== YOUR TASK ==
Every line in the records below that holds the word "instance" is to be copied.

(Stored data)
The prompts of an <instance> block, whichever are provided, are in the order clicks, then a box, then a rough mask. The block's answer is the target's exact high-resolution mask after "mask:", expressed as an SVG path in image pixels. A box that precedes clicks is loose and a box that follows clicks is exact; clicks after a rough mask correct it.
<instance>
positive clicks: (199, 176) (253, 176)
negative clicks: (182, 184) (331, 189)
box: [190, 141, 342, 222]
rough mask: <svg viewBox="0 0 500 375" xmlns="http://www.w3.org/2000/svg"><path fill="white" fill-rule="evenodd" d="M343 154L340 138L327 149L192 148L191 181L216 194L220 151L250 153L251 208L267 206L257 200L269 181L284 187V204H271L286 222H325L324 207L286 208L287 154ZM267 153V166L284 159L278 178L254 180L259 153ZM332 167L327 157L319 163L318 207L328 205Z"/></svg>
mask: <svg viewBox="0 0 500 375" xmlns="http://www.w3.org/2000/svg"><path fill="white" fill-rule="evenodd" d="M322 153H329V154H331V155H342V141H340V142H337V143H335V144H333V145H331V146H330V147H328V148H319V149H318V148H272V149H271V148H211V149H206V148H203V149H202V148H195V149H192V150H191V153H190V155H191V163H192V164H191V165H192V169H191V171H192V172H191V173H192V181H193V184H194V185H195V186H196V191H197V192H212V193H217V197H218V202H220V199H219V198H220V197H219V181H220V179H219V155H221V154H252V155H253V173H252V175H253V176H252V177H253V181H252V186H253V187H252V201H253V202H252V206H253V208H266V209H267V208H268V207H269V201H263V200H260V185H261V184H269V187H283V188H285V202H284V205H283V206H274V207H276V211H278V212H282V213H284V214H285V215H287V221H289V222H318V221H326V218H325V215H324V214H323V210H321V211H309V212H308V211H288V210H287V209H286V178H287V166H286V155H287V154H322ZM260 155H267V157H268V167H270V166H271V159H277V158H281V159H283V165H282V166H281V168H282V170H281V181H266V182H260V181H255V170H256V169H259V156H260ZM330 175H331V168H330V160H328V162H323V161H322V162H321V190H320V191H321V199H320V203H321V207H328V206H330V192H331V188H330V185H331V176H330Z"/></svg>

== EXPECTED OUTPUT ==
The prompts of an <instance> block, whichever are provided, are in the order clicks, then a box, then a rough mask. The block's answer is the target's exact high-resolution mask after "mask:", expressed as an SVG path in image pixels. A box that precedes clicks is loose and a box that follows clicks is exact; clicks after a rough mask correct it.
<instance>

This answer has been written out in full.